_TASK TO COMPLETE:_
The entries below hold a line with "Target: ground" and a line with "Where can the mushroom be". Return those lines and all that lie between them, exactly and only.

_GIVEN INFORMATION:_
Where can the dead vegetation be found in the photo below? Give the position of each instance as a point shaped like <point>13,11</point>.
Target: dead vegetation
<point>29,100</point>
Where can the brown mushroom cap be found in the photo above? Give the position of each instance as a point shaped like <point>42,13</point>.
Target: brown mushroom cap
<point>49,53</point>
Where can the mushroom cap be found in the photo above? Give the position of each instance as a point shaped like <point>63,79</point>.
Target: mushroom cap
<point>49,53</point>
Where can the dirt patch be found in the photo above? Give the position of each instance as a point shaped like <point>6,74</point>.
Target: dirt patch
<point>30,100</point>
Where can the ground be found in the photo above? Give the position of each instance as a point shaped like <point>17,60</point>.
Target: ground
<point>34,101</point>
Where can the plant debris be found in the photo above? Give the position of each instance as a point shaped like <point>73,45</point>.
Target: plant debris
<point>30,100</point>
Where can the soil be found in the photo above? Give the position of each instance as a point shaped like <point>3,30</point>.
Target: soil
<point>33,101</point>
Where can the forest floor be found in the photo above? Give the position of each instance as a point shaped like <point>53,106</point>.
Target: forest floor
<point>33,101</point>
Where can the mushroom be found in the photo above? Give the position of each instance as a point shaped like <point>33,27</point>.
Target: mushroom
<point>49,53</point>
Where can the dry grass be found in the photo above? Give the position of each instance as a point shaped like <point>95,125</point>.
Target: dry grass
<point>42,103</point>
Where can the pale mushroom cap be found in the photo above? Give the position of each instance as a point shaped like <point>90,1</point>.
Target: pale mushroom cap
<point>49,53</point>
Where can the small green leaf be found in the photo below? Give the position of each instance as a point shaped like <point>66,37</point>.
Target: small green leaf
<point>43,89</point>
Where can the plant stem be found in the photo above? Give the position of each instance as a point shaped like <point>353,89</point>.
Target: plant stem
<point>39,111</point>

_SOLVED PROBLEM:_
Target: ground
<point>34,101</point>
Where can the plant debris be found in the photo above? Give the position of each instance as a point shaped like <point>73,45</point>.
Target: plant debris
<point>30,100</point>
Where can the soil be found in the photo above? Give the position of each instance as a point shaped like <point>3,30</point>.
Target: soil
<point>33,101</point>
Where can the forest floor be found in the photo above? Give the position of each instance as a point shaped like <point>53,106</point>.
Target: forest floor
<point>33,101</point>
Where can the mushroom be found in the photo above? Give the position of each instance as a point shaped like <point>33,27</point>.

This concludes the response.